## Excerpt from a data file
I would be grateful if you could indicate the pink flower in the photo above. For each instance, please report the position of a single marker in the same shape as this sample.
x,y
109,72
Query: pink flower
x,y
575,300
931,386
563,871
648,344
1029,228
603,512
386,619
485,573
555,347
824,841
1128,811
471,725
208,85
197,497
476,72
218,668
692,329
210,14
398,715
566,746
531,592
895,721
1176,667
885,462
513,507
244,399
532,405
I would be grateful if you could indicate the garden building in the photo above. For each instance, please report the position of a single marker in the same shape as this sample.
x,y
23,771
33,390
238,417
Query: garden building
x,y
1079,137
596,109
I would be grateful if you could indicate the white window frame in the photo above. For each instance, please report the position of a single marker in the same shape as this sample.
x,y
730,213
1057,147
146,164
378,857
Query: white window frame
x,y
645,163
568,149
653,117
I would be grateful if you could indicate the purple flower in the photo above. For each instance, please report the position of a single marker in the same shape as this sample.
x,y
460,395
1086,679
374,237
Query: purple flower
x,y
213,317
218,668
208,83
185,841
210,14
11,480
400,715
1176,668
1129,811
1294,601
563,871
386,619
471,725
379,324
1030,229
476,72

## Work instructions
Reproduce the data above, swapping every occurrence of "single marker" for "single point" and keeping everything else unchanged.

## Task solution
I would be grateful if you could indicate the pink flower in the photo above. For each instance, please report the position of a single point in the same shape as this sample.
x,y
109,72
Query: pink flower
x,y
575,300
931,386
563,871
648,344
1029,228
603,512
386,619
485,573
555,347
824,841
1128,811
471,725
208,85
197,497
476,72
218,668
692,329
210,14
398,715
566,746
531,592
895,721
1176,667
885,462
513,507
244,399
532,405
I would be grateful if you could indicate the garden building in the photo above. For each instance, please report the position of a single point in the same shape as this sample.
x,y
23,771
33,390
238,417
Query: garden building
x,y
1079,137
596,109
I would be grateful if you could indicate the white window frame in the photo above. For each instance, please report the position of a single point in the same shape as this sample.
x,y
730,213
1057,147
146,164
378,857
Query: white window frame
x,y
645,163
568,149
653,117
I would be grateful if you could indicate the purple flower in the photo above. For each instance, please report the position of a single point in the same shape as this sample.
x,y
460,395
1086,679
374,237
Query: purple flower
x,y
213,317
218,668
208,83
185,841
210,14
11,480
400,715
1176,668
1129,811
1294,601
563,871
386,619
471,725
379,324
1030,229
476,72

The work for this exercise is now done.